DATASET RECORDS below:
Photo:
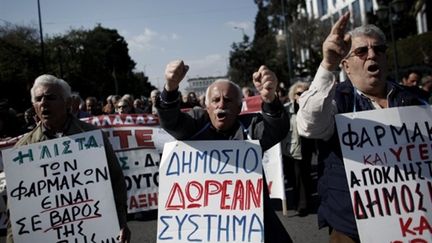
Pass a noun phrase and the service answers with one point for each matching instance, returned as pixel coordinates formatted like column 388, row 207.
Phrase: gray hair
column 47, row 79
column 368, row 30
column 238, row 89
End of DATASET RECORDS.
• **WHAT YOU HAVE TO DO**:
All entries must be output exactly as they stand, and every picture must be left out.

• **WRITTEN SOLUTION**:
Photo:
Pass a noun phrase and the service answers with one point for each matching instance, returned as pixel coordinates formatted like column 388, row 207.
Phrase: gray hair
column 47, row 79
column 368, row 30
column 238, row 89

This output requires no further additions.